• _Your instructions_
Locate every line in the records below that contains the word "grass" and copy each one out. Matching is case-sensitive.

• _Task data_
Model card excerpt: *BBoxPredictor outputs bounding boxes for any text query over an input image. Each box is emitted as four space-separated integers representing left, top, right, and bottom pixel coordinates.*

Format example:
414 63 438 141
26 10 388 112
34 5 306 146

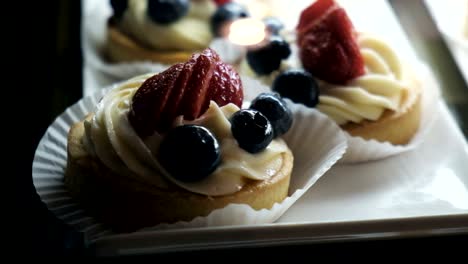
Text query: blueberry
158 125 221 182
250 93 293 137
230 109 273 153
247 36 291 75
110 0 128 18
210 2 250 37
147 0 190 24
263 17 284 35
272 69 320 107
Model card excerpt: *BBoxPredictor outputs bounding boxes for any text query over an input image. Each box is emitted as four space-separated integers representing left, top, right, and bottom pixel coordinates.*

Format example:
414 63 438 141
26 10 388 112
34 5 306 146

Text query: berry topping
158 125 221 182
272 70 319 107
247 36 291 75
297 0 364 84
230 109 273 153
263 17 284 35
128 49 244 138
250 93 293 138
213 0 232 6
211 2 250 37
147 0 190 24
110 0 128 18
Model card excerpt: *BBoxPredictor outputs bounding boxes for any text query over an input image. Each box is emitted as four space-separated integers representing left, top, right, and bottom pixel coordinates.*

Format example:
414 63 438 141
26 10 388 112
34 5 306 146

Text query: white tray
70 0 468 255
425 0 468 84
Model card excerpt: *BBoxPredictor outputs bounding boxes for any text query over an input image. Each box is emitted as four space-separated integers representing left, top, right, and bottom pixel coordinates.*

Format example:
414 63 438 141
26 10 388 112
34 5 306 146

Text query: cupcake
65 49 293 232
241 0 423 145
463 1 468 40
105 0 248 65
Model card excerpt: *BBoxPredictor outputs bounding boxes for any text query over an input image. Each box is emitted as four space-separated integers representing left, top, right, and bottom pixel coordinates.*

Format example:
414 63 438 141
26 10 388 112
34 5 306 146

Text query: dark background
24 0 468 262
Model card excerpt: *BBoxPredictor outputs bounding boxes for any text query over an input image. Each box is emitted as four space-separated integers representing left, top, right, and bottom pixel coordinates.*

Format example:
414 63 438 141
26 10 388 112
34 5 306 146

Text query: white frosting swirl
83 75 288 196
317 35 407 124
118 0 216 51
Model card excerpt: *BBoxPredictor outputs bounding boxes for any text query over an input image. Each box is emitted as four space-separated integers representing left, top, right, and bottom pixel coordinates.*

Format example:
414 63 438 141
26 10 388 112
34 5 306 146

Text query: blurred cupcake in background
105 0 249 64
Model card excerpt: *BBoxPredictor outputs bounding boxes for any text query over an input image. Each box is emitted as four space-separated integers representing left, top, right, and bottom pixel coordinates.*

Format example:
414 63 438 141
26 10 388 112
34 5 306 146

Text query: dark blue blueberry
230 109 273 153
247 36 291 75
272 69 320 107
263 17 284 35
250 93 293 138
147 0 190 24
110 0 128 18
158 125 221 182
211 2 250 37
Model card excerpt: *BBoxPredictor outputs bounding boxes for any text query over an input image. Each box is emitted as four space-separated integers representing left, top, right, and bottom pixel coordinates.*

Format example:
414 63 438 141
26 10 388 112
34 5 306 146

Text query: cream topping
119 0 216 51
317 35 407 124
83 75 288 196
241 34 407 125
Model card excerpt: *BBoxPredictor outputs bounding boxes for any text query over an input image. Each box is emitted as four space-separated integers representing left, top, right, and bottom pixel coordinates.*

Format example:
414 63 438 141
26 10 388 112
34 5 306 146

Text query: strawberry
128 48 244 138
128 63 184 137
296 0 364 84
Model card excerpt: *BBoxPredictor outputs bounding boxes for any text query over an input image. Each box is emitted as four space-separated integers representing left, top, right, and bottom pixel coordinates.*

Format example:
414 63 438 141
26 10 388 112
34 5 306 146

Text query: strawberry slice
157 54 199 132
208 62 244 111
128 63 184 137
296 0 364 84
128 48 244 138
296 0 339 33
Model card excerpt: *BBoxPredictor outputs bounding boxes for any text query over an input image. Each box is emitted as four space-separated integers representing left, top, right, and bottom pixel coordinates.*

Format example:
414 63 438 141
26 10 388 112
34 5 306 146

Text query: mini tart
341 64 422 145
106 19 193 65
65 115 293 232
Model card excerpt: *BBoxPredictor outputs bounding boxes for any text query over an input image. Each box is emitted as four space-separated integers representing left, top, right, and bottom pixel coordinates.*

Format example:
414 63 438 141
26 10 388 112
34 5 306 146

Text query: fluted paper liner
33 76 347 241
244 62 440 163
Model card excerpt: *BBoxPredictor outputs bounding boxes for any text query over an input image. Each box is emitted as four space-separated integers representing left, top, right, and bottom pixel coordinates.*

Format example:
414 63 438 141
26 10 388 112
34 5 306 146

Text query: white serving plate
71 0 468 255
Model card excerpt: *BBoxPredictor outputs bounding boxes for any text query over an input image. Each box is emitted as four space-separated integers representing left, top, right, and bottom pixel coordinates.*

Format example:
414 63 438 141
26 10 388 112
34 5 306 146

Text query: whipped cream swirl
83 75 288 196
118 0 216 51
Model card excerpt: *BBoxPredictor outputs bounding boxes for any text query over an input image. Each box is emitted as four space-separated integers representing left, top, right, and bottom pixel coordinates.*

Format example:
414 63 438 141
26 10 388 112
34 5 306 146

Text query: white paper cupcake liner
81 1 243 91
33 78 347 241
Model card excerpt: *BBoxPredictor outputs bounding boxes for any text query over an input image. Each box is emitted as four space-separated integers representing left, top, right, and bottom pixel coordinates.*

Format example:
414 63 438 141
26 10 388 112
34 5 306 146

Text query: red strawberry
214 0 232 6
296 0 364 84
128 63 184 137
128 49 243 137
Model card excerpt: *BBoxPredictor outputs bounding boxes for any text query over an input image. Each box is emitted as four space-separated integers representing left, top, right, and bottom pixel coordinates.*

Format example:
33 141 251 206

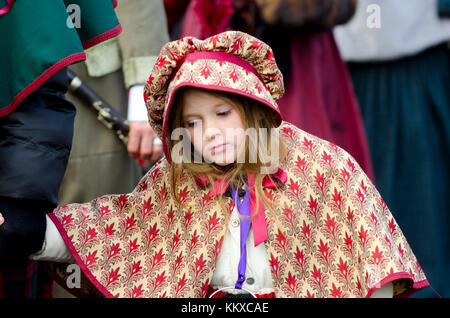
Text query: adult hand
127 121 162 163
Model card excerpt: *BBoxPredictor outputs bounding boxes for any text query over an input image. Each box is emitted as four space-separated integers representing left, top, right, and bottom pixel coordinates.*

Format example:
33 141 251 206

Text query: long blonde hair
166 87 285 215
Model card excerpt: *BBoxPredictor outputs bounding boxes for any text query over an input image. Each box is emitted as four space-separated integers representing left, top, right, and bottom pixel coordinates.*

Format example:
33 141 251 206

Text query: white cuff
30 215 74 263
127 84 148 122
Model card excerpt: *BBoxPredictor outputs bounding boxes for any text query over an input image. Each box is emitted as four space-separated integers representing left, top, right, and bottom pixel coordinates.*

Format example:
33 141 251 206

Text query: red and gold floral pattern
51 123 428 297
144 31 284 141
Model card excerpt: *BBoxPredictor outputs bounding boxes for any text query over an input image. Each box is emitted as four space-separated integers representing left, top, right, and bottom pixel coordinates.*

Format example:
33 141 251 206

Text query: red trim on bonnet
185 51 264 85
366 272 430 298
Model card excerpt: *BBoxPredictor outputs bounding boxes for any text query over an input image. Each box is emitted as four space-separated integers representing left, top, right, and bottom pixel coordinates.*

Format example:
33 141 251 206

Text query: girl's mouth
210 144 227 153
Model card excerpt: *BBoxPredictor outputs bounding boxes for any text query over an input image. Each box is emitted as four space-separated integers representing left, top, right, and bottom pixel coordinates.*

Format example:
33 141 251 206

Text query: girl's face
181 88 244 166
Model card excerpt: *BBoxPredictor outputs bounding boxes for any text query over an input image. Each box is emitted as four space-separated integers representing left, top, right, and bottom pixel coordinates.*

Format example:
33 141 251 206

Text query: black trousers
0 69 76 266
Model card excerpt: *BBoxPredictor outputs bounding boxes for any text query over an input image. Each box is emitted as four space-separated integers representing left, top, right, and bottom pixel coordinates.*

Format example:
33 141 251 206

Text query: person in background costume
335 0 450 297
55 0 169 296
0 0 121 297
0 31 428 297
164 0 373 180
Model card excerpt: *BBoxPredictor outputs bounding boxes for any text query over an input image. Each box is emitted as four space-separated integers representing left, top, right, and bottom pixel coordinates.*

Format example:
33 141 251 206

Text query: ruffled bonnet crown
144 31 284 156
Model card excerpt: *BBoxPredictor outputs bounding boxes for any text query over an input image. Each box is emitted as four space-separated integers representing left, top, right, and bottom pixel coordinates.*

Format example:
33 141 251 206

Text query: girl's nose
202 120 222 141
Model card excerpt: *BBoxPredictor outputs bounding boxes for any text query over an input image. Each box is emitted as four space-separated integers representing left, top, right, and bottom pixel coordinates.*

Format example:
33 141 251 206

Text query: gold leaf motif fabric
50 122 428 298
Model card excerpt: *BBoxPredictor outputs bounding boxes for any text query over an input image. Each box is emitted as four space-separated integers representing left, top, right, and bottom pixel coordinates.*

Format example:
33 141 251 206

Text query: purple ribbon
231 185 251 289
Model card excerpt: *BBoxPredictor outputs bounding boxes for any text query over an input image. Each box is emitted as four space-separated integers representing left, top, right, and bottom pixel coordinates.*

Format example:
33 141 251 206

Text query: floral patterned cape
50 122 428 297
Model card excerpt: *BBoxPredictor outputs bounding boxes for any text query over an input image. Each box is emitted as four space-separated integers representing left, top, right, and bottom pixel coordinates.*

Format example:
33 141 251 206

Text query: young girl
0 31 428 297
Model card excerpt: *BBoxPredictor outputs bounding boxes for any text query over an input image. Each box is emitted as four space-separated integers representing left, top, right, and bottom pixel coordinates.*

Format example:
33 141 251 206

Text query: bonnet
144 31 284 157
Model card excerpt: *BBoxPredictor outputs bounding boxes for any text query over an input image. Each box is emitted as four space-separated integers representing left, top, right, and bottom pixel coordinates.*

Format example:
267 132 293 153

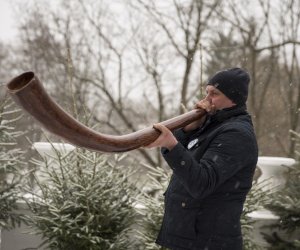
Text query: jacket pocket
165 193 200 239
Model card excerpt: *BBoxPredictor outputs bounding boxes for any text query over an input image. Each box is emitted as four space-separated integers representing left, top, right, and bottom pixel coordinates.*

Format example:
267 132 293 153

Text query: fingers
153 123 169 133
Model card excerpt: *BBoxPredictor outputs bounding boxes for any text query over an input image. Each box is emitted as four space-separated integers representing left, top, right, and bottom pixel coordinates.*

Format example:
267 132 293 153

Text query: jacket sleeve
173 128 195 147
163 128 257 199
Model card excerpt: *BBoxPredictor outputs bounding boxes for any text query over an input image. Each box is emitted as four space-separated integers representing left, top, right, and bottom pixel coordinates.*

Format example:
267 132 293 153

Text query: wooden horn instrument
7 72 205 152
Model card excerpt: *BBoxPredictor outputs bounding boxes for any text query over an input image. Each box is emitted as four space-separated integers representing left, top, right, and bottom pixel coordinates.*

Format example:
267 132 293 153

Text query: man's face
205 85 236 110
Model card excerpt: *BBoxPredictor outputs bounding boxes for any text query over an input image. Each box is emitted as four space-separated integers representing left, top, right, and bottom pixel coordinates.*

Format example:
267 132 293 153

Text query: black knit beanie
207 68 250 106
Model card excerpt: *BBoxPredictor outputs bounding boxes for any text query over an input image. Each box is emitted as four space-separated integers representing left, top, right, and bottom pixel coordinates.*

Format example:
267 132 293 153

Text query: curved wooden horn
7 72 205 152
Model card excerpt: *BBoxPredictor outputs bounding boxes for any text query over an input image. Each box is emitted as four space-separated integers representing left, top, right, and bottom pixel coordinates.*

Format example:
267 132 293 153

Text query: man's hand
146 123 178 150
183 99 216 132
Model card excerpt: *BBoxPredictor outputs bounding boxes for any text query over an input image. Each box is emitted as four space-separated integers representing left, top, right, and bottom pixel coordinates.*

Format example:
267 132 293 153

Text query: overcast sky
0 0 16 41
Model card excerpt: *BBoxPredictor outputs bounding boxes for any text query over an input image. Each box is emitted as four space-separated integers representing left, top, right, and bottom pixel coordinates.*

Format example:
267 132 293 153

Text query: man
148 68 258 250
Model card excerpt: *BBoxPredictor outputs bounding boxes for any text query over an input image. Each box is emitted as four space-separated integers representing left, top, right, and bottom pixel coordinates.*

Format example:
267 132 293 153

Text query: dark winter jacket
157 107 258 250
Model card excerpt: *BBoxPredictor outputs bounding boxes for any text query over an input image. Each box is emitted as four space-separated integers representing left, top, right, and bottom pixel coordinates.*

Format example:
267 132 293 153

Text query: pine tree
23 149 137 250
265 133 300 250
0 99 24 229
137 165 170 250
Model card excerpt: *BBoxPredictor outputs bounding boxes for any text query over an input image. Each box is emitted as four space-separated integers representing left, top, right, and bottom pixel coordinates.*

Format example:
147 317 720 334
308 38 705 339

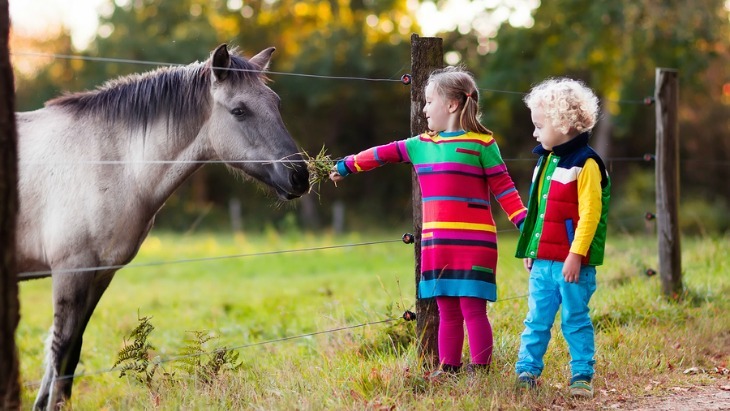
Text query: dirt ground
601 385 730 411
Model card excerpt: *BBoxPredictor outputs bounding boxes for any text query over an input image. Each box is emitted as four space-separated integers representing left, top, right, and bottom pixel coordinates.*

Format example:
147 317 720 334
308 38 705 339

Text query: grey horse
16 44 309 409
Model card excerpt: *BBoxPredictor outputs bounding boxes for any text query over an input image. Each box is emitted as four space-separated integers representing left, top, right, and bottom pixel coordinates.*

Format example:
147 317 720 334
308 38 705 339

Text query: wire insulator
402 233 416 244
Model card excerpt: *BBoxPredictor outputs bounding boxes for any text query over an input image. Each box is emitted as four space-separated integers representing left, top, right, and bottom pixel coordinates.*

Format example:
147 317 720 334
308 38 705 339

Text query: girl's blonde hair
426 66 492 135
524 77 598 134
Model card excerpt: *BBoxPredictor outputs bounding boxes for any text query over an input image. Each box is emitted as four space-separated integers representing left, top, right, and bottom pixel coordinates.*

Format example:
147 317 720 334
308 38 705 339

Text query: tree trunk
0 0 20 410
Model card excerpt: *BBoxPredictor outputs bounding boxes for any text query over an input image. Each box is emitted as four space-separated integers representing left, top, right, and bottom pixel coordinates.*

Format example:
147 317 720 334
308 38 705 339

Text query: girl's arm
482 142 527 228
330 140 410 181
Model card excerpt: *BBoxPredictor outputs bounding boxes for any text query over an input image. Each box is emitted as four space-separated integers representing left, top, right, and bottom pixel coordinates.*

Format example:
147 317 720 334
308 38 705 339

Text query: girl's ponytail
459 89 493 136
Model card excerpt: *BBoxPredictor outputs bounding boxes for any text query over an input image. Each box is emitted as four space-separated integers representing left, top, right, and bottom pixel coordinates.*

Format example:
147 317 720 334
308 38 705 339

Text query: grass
17 232 730 410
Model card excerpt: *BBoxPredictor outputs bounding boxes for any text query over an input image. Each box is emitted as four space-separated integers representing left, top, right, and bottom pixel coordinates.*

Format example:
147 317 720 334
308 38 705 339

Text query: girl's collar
439 130 466 137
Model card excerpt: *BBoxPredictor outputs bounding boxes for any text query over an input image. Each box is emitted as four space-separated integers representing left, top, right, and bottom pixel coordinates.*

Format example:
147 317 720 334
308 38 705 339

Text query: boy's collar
532 131 590 156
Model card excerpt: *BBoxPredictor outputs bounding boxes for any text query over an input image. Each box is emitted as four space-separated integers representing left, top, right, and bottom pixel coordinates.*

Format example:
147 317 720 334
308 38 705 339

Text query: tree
0 0 20 410
444 0 730 229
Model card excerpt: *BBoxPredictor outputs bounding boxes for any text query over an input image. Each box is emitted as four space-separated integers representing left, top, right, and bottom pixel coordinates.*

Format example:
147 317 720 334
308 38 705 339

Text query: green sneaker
570 379 593 398
517 372 537 390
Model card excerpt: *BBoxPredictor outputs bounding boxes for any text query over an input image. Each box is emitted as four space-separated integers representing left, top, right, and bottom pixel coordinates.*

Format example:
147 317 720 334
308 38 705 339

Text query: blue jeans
515 260 596 378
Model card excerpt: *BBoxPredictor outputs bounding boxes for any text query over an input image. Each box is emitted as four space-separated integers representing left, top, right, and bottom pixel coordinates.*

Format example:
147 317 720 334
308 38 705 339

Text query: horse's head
203 44 309 200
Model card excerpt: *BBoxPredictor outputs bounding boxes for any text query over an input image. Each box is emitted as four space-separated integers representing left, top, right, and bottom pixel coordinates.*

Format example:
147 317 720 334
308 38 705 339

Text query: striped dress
337 131 526 301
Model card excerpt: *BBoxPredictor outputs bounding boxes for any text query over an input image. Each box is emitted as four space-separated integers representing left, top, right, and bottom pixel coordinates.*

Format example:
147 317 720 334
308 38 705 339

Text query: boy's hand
522 258 532 273
330 166 345 183
563 253 583 283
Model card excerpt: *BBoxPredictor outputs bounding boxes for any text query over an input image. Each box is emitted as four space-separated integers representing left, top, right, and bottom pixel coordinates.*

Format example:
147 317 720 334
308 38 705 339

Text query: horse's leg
34 271 114 409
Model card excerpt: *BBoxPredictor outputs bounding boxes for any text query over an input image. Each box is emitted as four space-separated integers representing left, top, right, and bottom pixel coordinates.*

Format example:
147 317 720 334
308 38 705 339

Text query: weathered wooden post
0 0 20 410
654 68 682 299
411 34 444 367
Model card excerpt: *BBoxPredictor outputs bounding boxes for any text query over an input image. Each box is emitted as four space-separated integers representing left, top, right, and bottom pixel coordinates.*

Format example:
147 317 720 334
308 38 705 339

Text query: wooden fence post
0 0 21 410
654 68 682 299
411 34 444 367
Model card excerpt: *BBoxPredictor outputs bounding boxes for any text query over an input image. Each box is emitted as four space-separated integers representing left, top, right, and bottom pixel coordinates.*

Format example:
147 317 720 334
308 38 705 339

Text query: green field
17 232 730 410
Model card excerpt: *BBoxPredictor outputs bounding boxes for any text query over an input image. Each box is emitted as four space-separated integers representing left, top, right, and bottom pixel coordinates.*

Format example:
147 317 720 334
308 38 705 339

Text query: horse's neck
127 119 211 209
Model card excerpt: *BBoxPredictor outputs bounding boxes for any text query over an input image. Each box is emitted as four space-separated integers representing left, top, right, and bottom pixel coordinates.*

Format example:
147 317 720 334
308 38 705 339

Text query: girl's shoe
464 364 489 375
426 364 461 383
517 372 537 390
570 379 593 398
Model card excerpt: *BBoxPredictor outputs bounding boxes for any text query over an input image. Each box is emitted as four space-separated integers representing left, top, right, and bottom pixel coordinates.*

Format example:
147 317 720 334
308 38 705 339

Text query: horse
16 44 309 409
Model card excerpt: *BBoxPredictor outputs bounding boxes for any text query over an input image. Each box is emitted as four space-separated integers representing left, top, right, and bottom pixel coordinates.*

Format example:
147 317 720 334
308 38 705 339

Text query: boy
515 78 611 398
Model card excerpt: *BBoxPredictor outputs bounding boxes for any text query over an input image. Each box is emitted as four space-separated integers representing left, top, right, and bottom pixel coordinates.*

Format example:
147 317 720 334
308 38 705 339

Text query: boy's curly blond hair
524 78 598 134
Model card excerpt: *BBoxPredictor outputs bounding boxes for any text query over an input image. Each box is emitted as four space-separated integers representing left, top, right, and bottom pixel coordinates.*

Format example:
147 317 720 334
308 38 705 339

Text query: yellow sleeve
570 158 601 257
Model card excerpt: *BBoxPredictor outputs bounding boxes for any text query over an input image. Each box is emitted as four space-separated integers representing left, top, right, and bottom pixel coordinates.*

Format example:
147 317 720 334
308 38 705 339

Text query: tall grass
17 232 730 410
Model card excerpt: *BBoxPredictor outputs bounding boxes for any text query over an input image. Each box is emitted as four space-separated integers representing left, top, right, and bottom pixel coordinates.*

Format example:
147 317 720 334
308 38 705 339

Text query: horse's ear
249 47 276 71
211 44 231 81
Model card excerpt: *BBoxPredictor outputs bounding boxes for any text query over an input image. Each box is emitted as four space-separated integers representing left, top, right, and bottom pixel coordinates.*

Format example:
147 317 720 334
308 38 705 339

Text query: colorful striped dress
337 131 526 301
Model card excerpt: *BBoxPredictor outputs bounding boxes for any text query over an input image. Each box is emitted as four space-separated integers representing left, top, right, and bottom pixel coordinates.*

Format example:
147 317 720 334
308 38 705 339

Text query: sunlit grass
17 231 730 409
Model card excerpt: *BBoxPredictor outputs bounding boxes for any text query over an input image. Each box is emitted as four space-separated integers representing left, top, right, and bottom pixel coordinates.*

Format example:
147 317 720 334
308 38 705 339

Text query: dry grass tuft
302 146 336 196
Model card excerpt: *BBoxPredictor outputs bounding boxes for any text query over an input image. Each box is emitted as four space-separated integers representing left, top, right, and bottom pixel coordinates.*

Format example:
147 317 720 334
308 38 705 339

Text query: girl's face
531 106 570 151
423 82 458 131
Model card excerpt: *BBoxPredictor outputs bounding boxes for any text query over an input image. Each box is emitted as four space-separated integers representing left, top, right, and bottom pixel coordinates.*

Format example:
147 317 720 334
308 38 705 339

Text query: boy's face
531 106 570 151
423 83 455 131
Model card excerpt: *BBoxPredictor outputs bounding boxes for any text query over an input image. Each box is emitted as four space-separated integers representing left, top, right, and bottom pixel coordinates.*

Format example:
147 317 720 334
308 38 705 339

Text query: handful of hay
302 146 337 192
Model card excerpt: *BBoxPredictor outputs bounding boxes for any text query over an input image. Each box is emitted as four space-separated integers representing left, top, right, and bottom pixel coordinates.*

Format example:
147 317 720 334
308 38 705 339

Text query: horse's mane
46 49 265 137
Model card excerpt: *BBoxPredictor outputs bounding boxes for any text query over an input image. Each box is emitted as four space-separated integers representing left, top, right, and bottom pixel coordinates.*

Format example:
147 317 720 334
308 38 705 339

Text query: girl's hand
522 258 532 273
330 167 345 183
563 253 583 283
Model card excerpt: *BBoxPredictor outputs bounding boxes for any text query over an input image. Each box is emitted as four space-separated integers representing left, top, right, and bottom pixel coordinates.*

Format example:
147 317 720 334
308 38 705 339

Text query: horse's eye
231 107 248 119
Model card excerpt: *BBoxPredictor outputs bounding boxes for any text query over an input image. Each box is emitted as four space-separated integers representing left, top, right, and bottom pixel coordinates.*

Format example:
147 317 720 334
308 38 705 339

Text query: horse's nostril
289 167 309 193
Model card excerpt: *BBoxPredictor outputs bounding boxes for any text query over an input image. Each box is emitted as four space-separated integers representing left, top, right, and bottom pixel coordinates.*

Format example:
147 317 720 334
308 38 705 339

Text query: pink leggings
436 297 493 367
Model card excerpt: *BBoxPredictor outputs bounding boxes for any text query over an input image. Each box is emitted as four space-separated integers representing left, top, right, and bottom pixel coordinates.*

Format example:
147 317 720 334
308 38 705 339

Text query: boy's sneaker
570 376 593 398
517 372 537 390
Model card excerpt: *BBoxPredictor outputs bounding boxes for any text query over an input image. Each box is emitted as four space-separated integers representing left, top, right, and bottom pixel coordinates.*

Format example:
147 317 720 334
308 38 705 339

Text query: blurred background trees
11 0 730 235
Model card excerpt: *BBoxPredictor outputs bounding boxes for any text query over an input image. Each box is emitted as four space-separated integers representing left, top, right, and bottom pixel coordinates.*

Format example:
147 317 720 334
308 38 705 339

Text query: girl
330 67 526 374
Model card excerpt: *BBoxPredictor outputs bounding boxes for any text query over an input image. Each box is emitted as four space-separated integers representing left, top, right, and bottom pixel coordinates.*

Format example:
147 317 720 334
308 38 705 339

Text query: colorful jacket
337 131 526 301
516 133 611 266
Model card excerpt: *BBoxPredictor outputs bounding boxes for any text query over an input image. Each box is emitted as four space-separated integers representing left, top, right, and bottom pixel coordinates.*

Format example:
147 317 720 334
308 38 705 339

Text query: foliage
112 316 159 387
17 232 730 410
302 146 336 193
176 331 241 384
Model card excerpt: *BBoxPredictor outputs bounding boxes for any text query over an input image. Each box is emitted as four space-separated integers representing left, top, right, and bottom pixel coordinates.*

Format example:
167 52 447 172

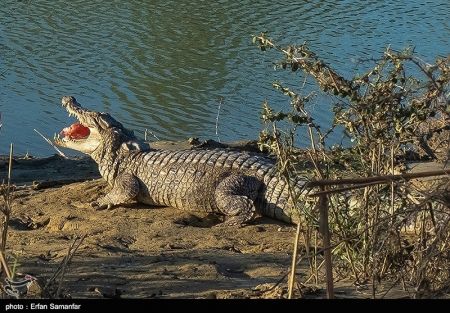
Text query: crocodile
54 96 312 226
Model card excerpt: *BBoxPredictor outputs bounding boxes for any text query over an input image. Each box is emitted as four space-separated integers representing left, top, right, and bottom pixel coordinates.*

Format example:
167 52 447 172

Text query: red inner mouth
60 123 90 139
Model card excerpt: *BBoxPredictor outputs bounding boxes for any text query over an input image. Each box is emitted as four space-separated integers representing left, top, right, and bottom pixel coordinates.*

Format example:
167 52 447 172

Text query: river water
0 0 450 156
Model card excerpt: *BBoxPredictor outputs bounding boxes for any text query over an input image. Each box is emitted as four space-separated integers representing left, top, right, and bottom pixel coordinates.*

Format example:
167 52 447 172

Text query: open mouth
56 122 91 141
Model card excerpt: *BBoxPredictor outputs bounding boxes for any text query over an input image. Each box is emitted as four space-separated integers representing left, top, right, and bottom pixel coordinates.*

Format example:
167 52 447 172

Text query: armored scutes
54 96 312 225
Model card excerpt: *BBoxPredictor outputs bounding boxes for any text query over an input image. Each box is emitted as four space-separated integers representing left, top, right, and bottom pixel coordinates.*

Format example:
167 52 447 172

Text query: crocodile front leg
93 173 139 210
214 174 262 227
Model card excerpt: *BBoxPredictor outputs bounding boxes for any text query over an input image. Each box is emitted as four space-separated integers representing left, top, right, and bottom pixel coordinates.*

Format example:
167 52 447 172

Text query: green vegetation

• _Reply to the exercise_
Text query: grass
Text query: tall grass
Text query: sunlit grass
Text query: dry grass tuft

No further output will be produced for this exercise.